>>>

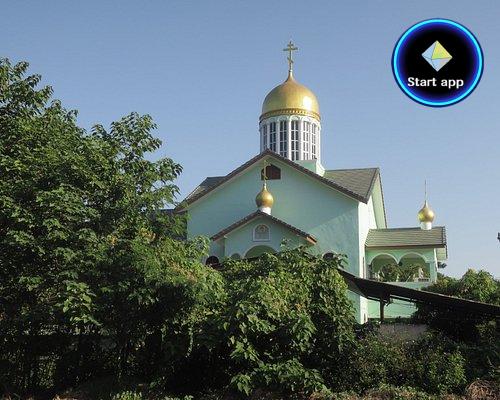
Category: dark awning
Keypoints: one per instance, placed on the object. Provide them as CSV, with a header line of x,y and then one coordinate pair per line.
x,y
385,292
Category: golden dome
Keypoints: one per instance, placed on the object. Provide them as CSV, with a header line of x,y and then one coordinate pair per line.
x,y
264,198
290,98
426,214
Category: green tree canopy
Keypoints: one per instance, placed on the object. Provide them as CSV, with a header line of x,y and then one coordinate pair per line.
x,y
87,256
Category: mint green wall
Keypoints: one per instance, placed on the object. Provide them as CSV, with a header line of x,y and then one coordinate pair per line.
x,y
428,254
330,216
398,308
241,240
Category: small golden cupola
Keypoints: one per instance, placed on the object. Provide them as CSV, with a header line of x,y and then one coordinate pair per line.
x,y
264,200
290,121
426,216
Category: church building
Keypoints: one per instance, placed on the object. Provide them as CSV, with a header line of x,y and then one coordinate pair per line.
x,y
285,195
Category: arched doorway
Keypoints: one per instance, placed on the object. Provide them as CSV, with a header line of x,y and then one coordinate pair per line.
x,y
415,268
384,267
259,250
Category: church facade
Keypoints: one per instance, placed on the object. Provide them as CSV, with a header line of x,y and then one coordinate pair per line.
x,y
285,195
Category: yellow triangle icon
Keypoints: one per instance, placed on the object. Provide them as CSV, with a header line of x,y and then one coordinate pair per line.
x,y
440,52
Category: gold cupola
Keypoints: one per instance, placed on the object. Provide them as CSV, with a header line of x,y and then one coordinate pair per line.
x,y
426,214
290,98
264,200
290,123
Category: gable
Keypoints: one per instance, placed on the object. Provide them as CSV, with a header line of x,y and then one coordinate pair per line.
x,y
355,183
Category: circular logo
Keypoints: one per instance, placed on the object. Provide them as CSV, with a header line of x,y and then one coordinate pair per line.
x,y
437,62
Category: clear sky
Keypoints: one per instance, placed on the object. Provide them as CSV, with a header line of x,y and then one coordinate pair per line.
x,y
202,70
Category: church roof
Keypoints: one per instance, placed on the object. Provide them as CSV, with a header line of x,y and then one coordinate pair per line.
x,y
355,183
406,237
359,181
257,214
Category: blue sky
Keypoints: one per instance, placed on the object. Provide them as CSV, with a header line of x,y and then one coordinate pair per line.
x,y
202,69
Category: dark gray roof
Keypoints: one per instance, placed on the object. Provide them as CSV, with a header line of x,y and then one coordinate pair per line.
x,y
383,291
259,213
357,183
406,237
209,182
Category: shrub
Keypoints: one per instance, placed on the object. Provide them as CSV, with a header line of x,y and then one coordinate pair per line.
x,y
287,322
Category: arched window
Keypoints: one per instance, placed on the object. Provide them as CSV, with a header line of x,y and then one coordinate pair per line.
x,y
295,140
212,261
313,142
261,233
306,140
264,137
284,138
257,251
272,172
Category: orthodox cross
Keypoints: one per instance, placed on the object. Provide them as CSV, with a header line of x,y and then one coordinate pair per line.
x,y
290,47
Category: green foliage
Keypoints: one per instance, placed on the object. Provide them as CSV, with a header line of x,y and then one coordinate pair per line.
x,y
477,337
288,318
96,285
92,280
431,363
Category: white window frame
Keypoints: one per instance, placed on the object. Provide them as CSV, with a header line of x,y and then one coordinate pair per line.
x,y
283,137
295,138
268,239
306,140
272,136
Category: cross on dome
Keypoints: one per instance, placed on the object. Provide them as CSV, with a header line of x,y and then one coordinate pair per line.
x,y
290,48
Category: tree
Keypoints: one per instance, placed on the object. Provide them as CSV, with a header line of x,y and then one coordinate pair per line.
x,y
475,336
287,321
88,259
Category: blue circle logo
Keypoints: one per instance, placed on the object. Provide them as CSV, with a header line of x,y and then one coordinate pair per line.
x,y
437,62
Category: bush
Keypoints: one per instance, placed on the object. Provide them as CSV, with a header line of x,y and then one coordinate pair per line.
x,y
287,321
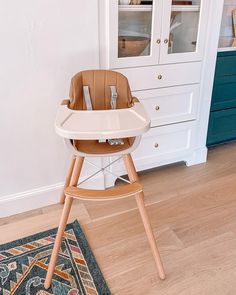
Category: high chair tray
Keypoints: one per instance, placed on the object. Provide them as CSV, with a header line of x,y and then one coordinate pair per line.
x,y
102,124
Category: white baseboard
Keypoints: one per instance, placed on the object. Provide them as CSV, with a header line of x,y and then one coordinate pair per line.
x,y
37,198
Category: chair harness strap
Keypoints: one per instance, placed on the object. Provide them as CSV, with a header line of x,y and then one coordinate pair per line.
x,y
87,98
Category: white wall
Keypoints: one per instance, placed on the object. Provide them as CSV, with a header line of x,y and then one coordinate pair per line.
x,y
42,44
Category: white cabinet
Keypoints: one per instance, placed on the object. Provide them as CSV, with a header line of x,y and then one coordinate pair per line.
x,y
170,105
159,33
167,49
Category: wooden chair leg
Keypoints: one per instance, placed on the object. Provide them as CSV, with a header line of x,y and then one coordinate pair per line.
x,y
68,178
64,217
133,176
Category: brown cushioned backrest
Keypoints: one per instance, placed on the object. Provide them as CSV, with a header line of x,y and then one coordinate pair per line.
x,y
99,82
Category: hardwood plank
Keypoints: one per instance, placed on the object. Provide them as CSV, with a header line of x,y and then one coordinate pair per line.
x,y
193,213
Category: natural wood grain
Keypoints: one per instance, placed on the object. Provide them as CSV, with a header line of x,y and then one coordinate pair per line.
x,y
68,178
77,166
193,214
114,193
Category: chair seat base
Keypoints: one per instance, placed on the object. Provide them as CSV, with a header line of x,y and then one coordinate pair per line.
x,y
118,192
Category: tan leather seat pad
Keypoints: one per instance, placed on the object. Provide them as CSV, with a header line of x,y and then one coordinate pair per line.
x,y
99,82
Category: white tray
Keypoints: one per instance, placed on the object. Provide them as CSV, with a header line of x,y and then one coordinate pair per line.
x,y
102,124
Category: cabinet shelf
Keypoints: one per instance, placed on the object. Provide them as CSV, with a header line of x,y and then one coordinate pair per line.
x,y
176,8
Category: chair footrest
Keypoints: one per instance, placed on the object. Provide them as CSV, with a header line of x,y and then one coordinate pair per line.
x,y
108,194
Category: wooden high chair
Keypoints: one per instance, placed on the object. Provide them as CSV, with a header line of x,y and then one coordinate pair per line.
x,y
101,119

<<<

### Problem requirements
If a line of the entries holds the word "logo", copy it out.

### Result of this task
Category: circular logo
Category: blue circle logo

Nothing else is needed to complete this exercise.